◆ AIM OF THE EXERCISE
Switch each "instance" in the rows below to "occurrence" and write out all the rows again, leaving everything else unchanged.

◆ DATA PROVIDED
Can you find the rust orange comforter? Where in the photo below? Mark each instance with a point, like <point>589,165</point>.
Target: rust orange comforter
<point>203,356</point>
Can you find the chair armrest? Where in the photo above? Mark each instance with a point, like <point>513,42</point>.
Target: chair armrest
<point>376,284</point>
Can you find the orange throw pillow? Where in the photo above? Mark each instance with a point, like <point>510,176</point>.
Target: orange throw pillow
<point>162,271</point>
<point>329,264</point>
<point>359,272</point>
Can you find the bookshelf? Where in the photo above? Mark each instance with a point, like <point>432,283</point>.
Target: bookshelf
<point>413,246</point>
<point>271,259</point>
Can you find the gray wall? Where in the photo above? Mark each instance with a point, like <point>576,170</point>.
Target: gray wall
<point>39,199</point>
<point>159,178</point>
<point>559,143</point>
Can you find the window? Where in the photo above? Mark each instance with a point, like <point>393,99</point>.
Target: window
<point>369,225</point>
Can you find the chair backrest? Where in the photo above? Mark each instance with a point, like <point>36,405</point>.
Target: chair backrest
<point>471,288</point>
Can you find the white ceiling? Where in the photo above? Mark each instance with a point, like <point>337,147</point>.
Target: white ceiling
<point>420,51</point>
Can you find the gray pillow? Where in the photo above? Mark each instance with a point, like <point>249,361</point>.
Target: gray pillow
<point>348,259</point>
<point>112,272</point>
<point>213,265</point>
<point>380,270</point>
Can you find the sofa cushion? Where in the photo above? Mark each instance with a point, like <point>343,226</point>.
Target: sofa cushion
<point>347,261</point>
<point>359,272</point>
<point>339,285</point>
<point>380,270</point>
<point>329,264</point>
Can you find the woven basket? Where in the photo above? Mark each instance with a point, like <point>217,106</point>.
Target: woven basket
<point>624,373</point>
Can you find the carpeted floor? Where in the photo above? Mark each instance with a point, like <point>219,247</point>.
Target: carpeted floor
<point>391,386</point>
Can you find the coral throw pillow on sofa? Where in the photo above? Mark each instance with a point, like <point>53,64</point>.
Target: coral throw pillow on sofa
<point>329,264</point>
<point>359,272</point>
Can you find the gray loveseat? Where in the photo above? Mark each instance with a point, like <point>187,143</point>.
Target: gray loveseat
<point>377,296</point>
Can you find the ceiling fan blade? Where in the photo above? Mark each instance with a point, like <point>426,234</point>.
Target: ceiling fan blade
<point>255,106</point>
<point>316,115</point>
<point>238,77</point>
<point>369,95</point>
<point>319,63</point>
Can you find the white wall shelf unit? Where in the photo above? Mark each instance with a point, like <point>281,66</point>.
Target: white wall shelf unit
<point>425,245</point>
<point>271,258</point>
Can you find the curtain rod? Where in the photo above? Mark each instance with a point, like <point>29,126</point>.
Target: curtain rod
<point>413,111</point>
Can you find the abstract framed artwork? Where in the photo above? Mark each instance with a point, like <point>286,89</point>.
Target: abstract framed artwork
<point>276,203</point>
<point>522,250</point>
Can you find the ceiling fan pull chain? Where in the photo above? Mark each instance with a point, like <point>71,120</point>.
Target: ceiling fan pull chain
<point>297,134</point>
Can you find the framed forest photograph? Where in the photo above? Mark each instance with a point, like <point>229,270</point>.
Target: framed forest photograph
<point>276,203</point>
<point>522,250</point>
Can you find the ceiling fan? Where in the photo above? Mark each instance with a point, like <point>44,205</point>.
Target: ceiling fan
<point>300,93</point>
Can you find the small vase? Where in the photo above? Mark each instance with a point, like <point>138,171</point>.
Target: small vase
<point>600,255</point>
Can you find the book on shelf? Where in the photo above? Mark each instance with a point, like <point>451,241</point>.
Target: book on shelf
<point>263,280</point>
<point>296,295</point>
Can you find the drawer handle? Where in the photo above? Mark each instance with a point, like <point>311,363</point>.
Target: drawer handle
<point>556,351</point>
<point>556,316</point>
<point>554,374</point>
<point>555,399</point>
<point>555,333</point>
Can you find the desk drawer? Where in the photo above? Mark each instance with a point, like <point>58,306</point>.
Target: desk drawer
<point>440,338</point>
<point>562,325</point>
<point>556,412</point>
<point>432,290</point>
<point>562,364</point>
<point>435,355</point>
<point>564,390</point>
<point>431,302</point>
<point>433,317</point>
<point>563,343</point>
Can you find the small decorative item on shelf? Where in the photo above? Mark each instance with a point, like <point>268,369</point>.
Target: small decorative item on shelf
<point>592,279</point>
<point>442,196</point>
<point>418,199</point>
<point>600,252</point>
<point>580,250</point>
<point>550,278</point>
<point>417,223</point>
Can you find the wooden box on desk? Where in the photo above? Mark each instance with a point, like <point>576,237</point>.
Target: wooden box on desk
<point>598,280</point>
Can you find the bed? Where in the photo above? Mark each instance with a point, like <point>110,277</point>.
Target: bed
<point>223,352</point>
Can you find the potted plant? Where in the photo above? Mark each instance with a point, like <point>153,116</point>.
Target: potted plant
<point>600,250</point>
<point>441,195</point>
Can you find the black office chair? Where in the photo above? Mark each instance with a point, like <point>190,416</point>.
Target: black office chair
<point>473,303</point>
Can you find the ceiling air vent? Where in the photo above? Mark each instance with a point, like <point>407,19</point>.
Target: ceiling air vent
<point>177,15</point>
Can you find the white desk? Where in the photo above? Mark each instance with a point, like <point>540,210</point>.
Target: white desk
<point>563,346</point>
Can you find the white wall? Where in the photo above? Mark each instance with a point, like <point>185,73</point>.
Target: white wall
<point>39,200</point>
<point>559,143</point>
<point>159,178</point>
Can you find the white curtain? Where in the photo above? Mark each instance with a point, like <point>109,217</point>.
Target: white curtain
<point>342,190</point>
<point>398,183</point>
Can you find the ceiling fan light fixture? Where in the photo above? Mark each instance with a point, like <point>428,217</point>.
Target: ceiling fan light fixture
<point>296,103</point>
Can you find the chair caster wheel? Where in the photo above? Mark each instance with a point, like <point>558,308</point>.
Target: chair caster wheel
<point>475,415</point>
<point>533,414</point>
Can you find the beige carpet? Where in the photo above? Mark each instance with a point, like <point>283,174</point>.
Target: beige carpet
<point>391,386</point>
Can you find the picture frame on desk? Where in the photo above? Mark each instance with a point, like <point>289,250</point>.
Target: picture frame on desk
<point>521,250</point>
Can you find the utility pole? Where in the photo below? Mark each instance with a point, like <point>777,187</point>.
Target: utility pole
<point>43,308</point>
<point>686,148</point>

◆ TASK ANSWER
Can you find the rust orange comforter? Where in the photo below? Mark each occurrence with a point, like <point>589,165</point>.
Target: rust orange comforter
<point>203,356</point>
Can you find the chair armrest? Where in the photo above? Mark each occurrence with a point, like <point>513,42</point>.
Target: chair armrest
<point>376,284</point>
Can you find the orange throw pillow? Where in the photo above? Mark each occurrence with a point, like <point>510,176</point>.
Target: orange throw pillow
<point>162,271</point>
<point>329,264</point>
<point>359,272</point>
Can you find the bookshelf? Where in the photo above? Mark each occurrence with a point, like <point>432,283</point>.
Target: bookshelf
<point>413,246</point>
<point>271,259</point>
Can you find the gray wall? Where in the photo above? Mark each occurrence with a point, like <point>576,170</point>.
Target: gray wall
<point>39,199</point>
<point>159,178</point>
<point>559,143</point>
Can you find the window? Where in the photo above? Mark each occurrence with a point, like <point>393,99</point>.
Target: window
<point>369,225</point>
Can you find the chair backrest? Where in the photo above? Mark each occurrence with a point, like <point>36,405</point>.
Target: chair backrest
<point>471,288</point>
Can you find the white ceiling? Where in the photo above? Mark each occurrence with a point, like <point>337,147</point>.
Target: white ceiling
<point>420,51</point>
Can you find the gray pillow? Where in the photo above? Mark each occurrence with a point, like <point>249,361</point>.
Target: gray pillow
<point>348,259</point>
<point>112,272</point>
<point>213,265</point>
<point>380,270</point>
Can you find the sofa cushion? Where in the photo above? Mark each occurrence with a point, like <point>343,226</point>.
Target: sofa cushion
<point>347,261</point>
<point>359,272</point>
<point>339,285</point>
<point>380,270</point>
<point>329,264</point>
Can you find the woven basket? Where in the photo above? Mark each occurrence with a point, like <point>217,106</point>.
Target: woven basket
<point>624,373</point>
Can you find the carpeted floor? Where in the photo above? Mark each occurrence with a point, like <point>219,247</point>.
Target: carpeted floor
<point>391,386</point>
Can you find the coral throw pillow on sofa? Where in the photo above? Mark each occurrence with a point, like <point>53,64</point>.
Target: coral throw pillow on sofa
<point>329,264</point>
<point>359,272</point>
Can you find the gray loveseat? Where in the photo above? Mark each occurrence with a point, like <point>187,143</point>.
Target: gray loveseat
<point>377,296</point>
Can you find the ceiling fan blade? Where in the photo above? Mark each occurrence with a point, like <point>426,234</point>.
Target: ceiling fan blade
<point>255,106</point>
<point>316,115</point>
<point>238,77</point>
<point>369,95</point>
<point>319,63</point>
Can you find the white wall shelf unit? Where in the photo above? Mark each occurrence with a point, like <point>281,66</point>.
Target: white wall shelf unit
<point>425,245</point>
<point>271,258</point>
Can you find the curtain rod? Where in the photo above? Mark each occurrence with a point, like <point>29,126</point>.
Target: curtain rod
<point>413,111</point>
Can you find the abstract framed artwork? Where in the photo above? Mark each occurrence with a point, like <point>286,89</point>.
Target: abstract framed artwork
<point>276,203</point>
<point>522,250</point>
Can you find the ceiling fan pull chain? Where in the photo above? Mark each occurrence with a point, like <point>71,120</point>.
Target: ceiling fan pull chain
<point>297,134</point>
Can you find the framed forest photograph? Where in the photo above? Mark each occurrence with a point, like <point>229,270</point>.
Target: framed forest photograph
<point>276,203</point>
<point>522,250</point>
Can you find the ceiling fan? Where in the photo above? Mark each occurrence with a point, like <point>44,205</point>.
Target: ceiling fan
<point>300,93</point>
Can you find the small vase? Where in the photo above? Mark each occurrence with a point, like <point>138,171</point>.
Target: small vase
<point>600,255</point>
Can you find the book on shelf? Where in the photo above? Mark each occurrence with a point, like <point>451,241</point>.
Target: book on shelf
<point>263,280</point>
<point>296,295</point>
Can you find the drawer handle? Where in the photo above? Mark each occurrence with a point, like <point>311,363</point>.
Target: drawer handle
<point>556,351</point>
<point>556,316</point>
<point>554,374</point>
<point>555,399</point>
<point>555,333</point>
Can you find the desk drawer? Where in the photo above? Mark each occurrence with a point, like <point>58,306</point>.
Target: desk drawer
<point>440,338</point>
<point>562,325</point>
<point>556,412</point>
<point>432,290</point>
<point>562,364</point>
<point>435,355</point>
<point>564,390</point>
<point>431,302</point>
<point>433,317</point>
<point>563,343</point>
Can you find the small decorative item on shelf? Where in the photo above? Mark each occurrence with a point, like <point>268,369</point>.
Target: small decorative item on shelf
<point>592,279</point>
<point>442,196</point>
<point>418,199</point>
<point>600,252</point>
<point>580,250</point>
<point>550,278</point>
<point>417,223</point>
Can you find the wooden box on desk? Where in the photo above? Mark each occurrence with a point, like <point>576,237</point>.
Target: wooden box on desk
<point>598,280</point>
Can you find the bed? Where in the photo above? Mark each occurrence with a point, like <point>110,277</point>.
Target: bed
<point>223,352</point>
Can you find the potted plant? Where in the photo above? Mark each occurrence with a point, like <point>153,116</point>.
Target: potted plant
<point>600,250</point>
<point>441,195</point>
Can you find the black office chair? Where in the photo above? Mark each occurrence with a point, like <point>190,416</point>.
Target: black office chair
<point>473,303</point>
Can you find the ceiling air vent? Where in the photo above? Mark each occurrence with a point, like <point>407,19</point>.
Target: ceiling air vent
<point>177,15</point>
Can you find the white desk? Where in the photo above? Mark each occurrence with a point, like <point>540,210</point>.
Target: white desk
<point>563,346</point>
Can you find the white wall? Where in the photo above? Mark each occurrence with a point, like <point>185,73</point>.
Target: white wall
<point>39,200</point>
<point>559,143</point>
<point>159,178</point>
Can you find the white curtain? Where in the photo above? Mark each occurrence with a point, like <point>109,217</point>.
Target: white curtain
<point>342,190</point>
<point>398,183</point>
Can you find the ceiling fan light fixture? Where in the photo above? Mark each occurrence with a point, like <point>428,217</point>.
Target: ceiling fan light fixture
<point>296,103</point>
Can you find the chair caster wheel? Where in the photo above? Mark each occurrence with a point, like <point>558,308</point>.
Target: chair caster wheel
<point>475,415</point>
<point>533,414</point>
Can you find the beige carpet? Where in the photo above? Mark each occurrence with a point, like <point>283,174</point>.
Target: beige carpet
<point>391,386</point>
Can you find the picture frame on desk? Where in the photo above? Mark each occurrence with a point, like <point>289,250</point>.
Target: picture frame on desk
<point>521,250</point>
Can you find the utility pole? Where in the photo below? Mark each occurrence with a point, like <point>777,187</point>.
Target: utility pole
<point>43,308</point>
<point>686,148</point>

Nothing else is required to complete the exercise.